— DATA IN THIS EXERCISE —
════════════════════

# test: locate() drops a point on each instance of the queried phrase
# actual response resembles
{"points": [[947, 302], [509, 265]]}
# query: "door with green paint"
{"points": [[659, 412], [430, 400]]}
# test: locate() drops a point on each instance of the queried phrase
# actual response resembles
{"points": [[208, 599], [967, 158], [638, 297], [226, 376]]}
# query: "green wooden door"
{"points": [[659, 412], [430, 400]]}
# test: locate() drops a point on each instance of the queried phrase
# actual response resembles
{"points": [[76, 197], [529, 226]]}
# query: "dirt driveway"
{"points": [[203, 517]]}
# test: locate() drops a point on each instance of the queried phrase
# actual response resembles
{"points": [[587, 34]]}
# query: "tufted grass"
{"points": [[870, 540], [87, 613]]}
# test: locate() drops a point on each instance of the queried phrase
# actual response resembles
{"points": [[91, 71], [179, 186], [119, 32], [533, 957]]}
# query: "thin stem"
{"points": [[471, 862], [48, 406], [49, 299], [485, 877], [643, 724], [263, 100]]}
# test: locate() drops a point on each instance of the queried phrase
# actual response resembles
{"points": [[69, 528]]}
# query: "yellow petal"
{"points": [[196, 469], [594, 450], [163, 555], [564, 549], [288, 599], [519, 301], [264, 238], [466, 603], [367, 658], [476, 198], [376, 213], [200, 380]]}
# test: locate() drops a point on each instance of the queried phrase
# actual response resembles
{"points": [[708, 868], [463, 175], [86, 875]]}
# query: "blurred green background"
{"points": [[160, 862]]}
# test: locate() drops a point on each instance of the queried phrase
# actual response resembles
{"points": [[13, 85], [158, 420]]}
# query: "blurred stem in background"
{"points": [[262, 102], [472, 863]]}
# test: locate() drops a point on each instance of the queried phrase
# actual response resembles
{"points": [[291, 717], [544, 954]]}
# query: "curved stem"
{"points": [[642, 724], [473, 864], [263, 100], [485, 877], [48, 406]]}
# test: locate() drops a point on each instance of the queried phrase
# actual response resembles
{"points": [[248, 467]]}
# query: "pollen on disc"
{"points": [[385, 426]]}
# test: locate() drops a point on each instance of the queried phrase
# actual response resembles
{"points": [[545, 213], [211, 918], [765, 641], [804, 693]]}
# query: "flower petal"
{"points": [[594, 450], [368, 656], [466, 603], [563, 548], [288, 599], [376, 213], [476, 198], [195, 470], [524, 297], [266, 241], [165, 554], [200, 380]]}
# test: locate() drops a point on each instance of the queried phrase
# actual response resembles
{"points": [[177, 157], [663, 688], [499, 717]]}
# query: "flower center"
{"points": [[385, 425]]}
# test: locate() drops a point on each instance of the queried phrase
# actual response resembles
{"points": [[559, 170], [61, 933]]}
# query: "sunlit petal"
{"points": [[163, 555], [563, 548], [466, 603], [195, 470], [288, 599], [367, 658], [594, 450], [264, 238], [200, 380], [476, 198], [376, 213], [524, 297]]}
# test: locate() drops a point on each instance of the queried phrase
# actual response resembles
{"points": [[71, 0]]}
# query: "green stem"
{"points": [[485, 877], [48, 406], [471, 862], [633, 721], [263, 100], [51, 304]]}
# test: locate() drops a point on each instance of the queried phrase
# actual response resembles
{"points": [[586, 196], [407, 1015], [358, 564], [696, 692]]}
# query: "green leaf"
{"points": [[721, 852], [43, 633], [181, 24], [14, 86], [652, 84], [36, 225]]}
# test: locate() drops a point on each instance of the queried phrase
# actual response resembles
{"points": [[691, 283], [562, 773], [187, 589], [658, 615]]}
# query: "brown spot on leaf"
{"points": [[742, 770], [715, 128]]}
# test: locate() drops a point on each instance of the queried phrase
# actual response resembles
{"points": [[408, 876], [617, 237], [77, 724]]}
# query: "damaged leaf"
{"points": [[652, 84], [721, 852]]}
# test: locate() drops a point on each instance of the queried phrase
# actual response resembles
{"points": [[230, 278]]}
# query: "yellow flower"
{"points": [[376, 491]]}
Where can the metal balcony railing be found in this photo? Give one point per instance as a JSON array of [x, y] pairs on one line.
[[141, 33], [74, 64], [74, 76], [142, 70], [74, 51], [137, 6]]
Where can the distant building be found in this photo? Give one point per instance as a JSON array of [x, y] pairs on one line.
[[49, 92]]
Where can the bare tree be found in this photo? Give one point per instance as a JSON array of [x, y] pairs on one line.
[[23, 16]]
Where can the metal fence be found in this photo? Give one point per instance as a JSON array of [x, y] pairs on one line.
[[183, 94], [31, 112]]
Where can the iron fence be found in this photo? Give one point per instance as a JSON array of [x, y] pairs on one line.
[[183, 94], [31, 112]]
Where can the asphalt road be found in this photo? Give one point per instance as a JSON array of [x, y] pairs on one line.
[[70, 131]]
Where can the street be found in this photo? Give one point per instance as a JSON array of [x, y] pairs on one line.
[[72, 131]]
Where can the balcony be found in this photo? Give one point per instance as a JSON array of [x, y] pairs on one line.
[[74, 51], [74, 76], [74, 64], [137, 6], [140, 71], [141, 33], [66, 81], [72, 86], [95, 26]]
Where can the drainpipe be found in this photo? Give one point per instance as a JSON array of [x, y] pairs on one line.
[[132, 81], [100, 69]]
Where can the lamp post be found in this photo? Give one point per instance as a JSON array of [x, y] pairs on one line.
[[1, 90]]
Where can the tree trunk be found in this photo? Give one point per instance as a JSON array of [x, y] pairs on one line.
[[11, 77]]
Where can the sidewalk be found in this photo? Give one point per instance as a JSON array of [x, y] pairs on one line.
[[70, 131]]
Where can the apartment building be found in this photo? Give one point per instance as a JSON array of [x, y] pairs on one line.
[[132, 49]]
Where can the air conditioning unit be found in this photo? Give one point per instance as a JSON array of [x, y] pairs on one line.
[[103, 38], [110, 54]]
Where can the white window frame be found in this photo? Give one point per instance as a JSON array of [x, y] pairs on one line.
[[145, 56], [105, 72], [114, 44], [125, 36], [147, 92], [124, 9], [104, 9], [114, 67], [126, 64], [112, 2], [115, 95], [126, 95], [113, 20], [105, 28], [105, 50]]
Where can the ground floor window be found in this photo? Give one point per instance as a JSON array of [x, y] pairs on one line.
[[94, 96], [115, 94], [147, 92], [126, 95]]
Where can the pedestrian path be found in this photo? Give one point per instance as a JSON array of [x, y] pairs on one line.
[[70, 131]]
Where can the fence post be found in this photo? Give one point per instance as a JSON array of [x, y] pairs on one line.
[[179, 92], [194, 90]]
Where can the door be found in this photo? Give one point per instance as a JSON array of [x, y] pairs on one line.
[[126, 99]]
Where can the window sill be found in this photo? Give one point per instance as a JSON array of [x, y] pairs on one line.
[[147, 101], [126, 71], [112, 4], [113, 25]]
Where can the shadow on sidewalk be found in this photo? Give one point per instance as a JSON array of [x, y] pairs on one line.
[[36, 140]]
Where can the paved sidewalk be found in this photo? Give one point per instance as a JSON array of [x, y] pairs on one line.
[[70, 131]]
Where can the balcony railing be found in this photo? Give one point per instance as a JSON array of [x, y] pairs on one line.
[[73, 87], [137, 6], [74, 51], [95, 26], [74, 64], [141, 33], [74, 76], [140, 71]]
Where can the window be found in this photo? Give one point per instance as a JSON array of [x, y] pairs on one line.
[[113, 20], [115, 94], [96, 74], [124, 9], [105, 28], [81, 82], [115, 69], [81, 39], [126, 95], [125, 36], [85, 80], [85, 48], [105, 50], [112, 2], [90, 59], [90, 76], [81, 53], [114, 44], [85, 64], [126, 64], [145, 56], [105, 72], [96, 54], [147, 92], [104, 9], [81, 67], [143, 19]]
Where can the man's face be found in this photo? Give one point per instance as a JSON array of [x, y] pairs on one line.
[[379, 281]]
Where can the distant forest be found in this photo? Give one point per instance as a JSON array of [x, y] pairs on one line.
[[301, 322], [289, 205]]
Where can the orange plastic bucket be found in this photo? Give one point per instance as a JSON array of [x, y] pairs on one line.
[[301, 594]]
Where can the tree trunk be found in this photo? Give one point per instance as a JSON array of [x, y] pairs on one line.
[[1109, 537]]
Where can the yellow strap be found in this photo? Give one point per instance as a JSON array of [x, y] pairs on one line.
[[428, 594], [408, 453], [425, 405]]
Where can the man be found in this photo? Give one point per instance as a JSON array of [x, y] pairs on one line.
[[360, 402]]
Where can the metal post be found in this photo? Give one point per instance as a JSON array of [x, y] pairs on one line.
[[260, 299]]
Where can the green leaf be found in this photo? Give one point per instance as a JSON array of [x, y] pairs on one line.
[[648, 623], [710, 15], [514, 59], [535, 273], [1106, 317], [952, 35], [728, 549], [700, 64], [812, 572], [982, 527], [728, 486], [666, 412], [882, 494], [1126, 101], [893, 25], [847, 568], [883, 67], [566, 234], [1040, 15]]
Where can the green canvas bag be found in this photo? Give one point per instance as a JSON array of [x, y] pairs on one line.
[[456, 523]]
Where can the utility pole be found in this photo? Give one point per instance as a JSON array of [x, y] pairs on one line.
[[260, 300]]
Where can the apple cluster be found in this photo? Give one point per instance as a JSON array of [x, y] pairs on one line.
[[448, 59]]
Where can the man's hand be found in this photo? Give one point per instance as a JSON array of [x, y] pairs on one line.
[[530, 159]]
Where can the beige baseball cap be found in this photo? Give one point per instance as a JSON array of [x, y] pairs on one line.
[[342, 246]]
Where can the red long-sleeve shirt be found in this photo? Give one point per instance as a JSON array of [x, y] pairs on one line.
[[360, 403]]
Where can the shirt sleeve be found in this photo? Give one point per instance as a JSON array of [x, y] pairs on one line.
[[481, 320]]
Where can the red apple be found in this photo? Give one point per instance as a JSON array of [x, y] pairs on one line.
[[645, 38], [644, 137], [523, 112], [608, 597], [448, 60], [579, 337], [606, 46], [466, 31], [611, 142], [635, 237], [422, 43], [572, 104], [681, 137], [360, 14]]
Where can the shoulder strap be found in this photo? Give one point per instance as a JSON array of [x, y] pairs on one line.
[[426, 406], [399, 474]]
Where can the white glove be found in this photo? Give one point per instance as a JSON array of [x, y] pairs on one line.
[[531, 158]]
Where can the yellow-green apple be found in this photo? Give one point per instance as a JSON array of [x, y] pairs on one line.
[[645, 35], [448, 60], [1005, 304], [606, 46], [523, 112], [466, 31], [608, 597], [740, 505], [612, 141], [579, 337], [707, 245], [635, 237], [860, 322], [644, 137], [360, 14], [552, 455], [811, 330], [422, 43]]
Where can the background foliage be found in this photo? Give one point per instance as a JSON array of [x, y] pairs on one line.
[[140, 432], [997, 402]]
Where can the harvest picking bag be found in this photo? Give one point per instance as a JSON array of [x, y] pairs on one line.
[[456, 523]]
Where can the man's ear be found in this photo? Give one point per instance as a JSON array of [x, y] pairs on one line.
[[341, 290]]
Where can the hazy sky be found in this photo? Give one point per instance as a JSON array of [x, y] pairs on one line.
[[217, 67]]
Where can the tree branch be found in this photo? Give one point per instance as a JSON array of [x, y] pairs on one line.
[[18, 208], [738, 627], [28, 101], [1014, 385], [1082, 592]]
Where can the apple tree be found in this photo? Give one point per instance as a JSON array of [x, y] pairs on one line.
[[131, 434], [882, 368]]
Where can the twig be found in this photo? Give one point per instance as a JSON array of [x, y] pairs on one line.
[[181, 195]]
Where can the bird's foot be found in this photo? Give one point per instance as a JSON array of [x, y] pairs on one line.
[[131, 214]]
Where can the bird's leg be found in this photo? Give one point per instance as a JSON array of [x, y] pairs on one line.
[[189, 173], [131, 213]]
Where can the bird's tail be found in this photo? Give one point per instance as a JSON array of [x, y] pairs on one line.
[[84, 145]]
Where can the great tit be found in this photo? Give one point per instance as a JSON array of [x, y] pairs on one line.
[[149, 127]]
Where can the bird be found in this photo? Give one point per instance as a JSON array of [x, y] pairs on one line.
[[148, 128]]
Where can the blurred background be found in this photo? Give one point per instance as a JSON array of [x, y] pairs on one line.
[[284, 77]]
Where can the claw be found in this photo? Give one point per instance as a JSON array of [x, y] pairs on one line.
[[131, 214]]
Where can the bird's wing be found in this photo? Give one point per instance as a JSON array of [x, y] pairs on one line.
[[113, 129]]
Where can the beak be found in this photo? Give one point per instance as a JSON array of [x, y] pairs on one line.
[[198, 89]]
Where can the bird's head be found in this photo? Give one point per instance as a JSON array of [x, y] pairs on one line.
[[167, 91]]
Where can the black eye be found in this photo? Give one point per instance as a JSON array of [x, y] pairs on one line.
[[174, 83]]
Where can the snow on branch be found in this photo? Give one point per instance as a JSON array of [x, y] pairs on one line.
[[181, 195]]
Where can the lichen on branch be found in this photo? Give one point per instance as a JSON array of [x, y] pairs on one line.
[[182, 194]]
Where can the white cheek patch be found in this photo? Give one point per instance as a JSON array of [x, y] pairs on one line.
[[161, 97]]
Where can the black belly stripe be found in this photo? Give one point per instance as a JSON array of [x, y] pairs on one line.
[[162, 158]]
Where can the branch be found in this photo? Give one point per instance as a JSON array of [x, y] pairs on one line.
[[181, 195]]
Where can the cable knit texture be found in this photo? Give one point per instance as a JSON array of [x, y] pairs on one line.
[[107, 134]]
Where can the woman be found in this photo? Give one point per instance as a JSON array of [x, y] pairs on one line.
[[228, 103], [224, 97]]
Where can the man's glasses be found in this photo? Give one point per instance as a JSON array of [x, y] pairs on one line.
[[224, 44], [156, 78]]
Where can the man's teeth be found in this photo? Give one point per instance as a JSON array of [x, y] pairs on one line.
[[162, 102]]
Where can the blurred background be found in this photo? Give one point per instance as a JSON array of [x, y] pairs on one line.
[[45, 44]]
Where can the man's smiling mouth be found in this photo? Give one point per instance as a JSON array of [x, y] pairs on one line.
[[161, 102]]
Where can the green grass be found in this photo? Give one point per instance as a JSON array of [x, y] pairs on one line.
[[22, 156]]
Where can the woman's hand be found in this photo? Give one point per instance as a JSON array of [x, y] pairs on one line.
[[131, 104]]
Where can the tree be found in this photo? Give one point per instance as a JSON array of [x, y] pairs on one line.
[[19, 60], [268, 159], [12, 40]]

════════════════════

— THE TASK —
Could you print the lines above, exactly as written, from the line containing "Where can the branch" through the final one?

— SOLUTION BELOW —
Where can the branch be found in this photo? Give one point per instance as a JSON array of [x, y] pairs on one line.
[[181, 195]]
Where can the cable knit texture be found in this photo? Give one point per instance as a JSON array of [x, y] pairs on one line.
[[107, 134]]
Where can the woman be found in this photo? Give one point per instance as a JSON array of [x, y] pairs on one line.
[[228, 103], [224, 97]]
Where can the man's glasses be found in this photo? Give one point per instance as a JSON array of [x, y] pairs on one line.
[[224, 44], [156, 78]]
Where can the man's teeth be found in this photo? Give one point per instance as a JSON array of [x, y] pairs on one line.
[[162, 102]]
Where can the blurred background be found in this photo? Give one point per instance as a JSON array of [x, y] pairs on one line.
[[45, 44]]
Where can the man's smiling mouth be found in this photo? Give one point per instance as a JSON array of [x, y] pairs on one line.
[[161, 102]]
Where can the green grass be found in this photo? Give one point per instance as a JSON array of [x, y] pairs on one line.
[[22, 156]]
Where can the woman's hand be found in this photo? Give one point per instance as a JSON array of [x, y] pairs on one line.
[[131, 104]]
Where can the tree be found in this photo? Give one point per instance as a JSON array of [x, y] pairs on one line.
[[19, 60], [268, 159], [12, 40]]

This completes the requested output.